Start of Text under study

= Chernobyl Children's Project (UK) =

Chernobyl Children's Project (UK) is a UK registered charity based in Glossop, Derbyshire. The charity brings children to the UK for recuperative holidays; many of the children are in remission from cancer or suffer from chronic conditions such as epilepsy or diabetes.

CCP (UK) was founded in 1995 by Linda Walker, who began by organising local groups to host children during the summer. It soon became apparent that holidays weren't enough, and problems within Belarus were affecting the lives of thousands of children and young adults with disabilities. Nowadays, the charity oversees many projects with the help of their Belarusian partners, Supporting Children Together. These include:

- Funding extra carers in institutions for children and adults with disabilities
- Running an independent living scheme for 5 young adults
- Running a family style home for 4 children with disabilities
- Coordinating an extensive training and educational programme to support children when they leave care, find foster families, get children back with their families and generally promote a positive attitude towards disability with the aim of deinstitutionalisation.

End of Text under study
Start of Provided data

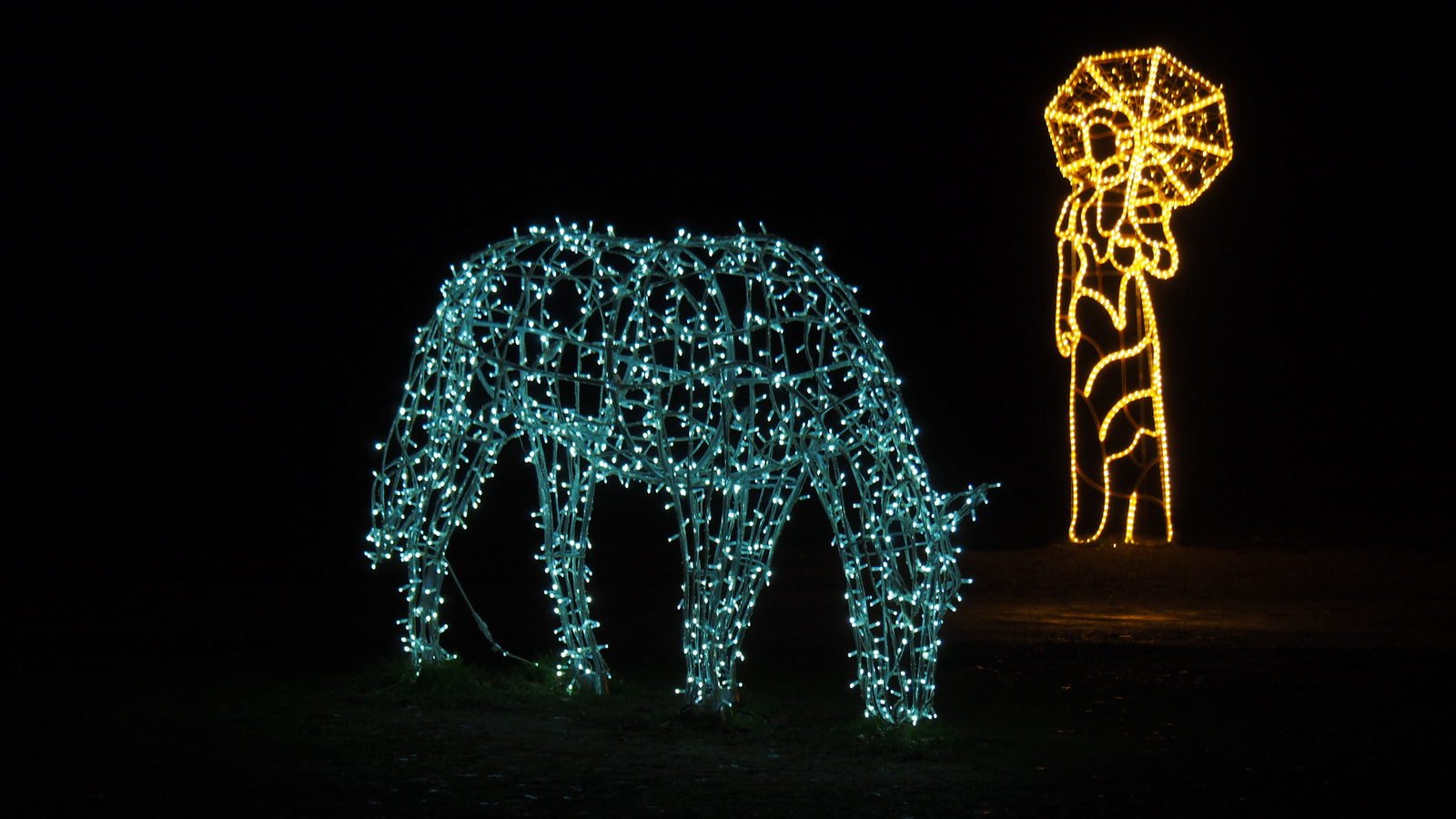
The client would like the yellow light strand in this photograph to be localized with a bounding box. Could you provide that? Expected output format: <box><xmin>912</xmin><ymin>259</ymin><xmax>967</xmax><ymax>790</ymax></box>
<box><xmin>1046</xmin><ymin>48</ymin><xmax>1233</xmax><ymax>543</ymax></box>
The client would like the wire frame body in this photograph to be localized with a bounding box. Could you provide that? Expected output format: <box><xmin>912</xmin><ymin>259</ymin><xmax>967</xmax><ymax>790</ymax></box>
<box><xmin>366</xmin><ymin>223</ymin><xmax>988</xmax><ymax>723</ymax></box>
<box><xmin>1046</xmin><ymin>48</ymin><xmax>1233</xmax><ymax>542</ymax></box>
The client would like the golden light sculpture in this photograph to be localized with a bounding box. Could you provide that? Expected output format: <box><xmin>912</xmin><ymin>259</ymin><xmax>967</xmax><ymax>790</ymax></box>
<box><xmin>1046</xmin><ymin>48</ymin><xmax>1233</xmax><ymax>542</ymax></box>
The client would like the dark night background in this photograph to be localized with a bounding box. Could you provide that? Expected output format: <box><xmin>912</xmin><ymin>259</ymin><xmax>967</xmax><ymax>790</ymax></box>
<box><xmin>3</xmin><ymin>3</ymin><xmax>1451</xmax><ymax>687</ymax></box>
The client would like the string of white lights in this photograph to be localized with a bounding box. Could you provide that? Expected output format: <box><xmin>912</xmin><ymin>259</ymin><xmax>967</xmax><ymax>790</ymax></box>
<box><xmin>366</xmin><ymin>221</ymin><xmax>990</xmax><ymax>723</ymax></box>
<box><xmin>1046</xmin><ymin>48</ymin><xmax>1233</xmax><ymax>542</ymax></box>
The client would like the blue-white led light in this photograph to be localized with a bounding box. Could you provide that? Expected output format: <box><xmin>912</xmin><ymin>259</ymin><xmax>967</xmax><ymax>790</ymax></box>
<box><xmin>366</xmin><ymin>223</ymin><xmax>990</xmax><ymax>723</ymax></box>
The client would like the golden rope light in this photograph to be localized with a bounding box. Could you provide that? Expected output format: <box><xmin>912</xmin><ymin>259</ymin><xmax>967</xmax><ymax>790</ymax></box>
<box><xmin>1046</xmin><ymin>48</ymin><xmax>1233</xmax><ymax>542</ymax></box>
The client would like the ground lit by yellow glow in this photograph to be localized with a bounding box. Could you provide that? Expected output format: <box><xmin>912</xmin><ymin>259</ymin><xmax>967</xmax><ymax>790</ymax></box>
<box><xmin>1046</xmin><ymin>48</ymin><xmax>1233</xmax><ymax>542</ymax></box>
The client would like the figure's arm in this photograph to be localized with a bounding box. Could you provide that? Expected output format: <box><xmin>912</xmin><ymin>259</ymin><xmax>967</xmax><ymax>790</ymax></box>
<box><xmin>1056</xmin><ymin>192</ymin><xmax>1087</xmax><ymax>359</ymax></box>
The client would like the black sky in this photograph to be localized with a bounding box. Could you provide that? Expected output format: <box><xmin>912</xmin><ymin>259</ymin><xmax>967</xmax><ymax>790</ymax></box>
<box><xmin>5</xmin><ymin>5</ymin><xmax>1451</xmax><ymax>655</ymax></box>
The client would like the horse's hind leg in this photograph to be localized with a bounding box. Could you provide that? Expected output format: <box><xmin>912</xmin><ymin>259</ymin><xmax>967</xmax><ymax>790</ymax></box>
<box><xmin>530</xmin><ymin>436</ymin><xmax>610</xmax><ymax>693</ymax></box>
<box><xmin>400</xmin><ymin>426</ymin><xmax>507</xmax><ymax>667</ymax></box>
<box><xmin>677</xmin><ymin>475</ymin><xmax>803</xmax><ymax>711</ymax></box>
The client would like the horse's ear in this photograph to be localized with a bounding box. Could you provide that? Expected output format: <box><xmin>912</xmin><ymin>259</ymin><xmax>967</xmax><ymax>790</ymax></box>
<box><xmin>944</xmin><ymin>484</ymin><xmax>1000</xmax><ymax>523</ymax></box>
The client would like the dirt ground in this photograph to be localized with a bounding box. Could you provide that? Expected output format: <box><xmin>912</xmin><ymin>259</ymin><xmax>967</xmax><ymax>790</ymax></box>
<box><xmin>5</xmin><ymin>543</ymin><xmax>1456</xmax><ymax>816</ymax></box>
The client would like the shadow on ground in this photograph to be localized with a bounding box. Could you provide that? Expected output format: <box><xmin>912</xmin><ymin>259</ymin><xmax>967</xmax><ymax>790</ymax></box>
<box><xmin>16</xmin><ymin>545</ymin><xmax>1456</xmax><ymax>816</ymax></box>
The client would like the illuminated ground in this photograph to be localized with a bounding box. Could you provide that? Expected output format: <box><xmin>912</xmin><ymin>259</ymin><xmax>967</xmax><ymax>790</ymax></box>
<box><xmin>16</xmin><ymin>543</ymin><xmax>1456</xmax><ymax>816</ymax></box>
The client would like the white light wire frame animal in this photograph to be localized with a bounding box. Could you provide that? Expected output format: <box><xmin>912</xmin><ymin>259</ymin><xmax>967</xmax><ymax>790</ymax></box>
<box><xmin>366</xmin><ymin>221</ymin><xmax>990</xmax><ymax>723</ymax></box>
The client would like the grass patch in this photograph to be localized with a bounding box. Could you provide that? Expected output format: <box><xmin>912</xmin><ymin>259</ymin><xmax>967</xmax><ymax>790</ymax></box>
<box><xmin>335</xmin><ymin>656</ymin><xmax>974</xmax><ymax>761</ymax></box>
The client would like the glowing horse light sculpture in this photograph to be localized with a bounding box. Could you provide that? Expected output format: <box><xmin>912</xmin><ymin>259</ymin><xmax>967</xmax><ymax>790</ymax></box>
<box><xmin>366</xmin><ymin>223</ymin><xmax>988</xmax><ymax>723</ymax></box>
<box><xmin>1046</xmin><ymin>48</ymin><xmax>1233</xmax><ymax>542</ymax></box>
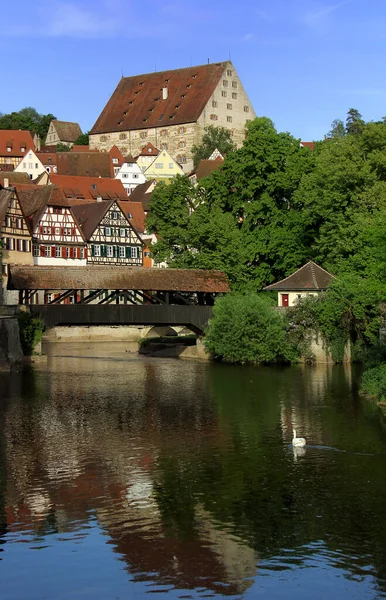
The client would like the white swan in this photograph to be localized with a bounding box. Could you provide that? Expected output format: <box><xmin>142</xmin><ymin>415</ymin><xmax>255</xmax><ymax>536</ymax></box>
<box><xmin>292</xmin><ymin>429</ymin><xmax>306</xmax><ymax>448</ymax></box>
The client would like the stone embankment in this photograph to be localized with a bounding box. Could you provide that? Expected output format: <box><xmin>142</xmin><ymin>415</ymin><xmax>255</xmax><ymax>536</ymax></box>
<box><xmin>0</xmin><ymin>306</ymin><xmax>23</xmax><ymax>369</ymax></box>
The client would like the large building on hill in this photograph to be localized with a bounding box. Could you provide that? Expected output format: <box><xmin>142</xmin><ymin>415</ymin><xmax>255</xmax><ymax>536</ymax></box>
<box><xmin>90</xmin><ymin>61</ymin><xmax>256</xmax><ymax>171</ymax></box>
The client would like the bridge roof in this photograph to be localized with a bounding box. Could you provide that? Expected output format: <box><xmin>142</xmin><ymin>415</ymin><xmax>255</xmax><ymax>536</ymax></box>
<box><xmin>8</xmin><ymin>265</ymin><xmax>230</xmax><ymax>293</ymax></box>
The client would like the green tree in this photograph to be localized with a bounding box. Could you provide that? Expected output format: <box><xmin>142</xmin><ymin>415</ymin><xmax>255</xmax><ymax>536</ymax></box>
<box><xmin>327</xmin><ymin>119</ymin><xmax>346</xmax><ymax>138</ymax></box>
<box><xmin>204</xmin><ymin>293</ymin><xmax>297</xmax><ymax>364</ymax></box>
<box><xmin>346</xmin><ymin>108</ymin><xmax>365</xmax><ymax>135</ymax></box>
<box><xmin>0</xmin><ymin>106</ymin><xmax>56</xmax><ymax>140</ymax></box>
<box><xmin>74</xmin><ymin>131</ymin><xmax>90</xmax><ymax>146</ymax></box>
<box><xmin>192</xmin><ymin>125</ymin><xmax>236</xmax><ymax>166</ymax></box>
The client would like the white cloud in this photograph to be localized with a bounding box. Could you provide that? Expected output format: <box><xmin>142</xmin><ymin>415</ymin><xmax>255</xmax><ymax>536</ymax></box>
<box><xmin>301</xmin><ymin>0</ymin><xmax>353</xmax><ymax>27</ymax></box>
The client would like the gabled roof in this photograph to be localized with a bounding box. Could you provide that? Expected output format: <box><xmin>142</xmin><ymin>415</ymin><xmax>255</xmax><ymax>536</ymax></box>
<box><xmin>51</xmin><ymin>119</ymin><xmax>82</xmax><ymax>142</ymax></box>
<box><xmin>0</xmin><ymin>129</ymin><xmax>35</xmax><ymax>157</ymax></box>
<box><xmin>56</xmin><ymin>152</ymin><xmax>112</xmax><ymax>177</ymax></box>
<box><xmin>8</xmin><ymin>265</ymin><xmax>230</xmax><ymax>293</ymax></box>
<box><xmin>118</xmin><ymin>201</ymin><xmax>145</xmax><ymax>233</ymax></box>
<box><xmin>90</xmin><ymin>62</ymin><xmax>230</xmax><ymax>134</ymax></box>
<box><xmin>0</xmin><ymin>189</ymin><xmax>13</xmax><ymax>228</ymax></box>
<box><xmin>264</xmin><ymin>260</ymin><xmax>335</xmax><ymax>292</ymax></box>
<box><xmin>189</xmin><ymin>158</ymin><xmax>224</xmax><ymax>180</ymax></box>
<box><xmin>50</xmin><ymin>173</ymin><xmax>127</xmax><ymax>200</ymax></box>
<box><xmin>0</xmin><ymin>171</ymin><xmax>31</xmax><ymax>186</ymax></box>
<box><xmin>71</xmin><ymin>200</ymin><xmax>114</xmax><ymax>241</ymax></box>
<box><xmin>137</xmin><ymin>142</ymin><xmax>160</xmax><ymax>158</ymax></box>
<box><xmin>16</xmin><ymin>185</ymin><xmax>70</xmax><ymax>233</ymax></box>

End of Provided data

**What you will do**.
A. According to the text on the Chernobyl Children's Project (UK), who founded the charity, and in what year?
B. Carry on the text on the Chernobyl Children's Project (UK) from the point where it stops.
These entries have no connection to the text on the Chernobyl Children's Project (UK).

**Answers to this exercise**.
A. Linda Walker founded it in 1995.

B.
- Respite care for children living with families
- Supporting children with cancer by funding medicines and extra support
- Supporting the hospice in Minsk and coordinating a home hospice team in Gomel region

The charity's regional groups raise funds and organise recuperative holidays for children with health problems or who are in remission from cancer and those who live in contaminated parts of Belarus. They are great advocates for the charity and all the work being done in Belarus.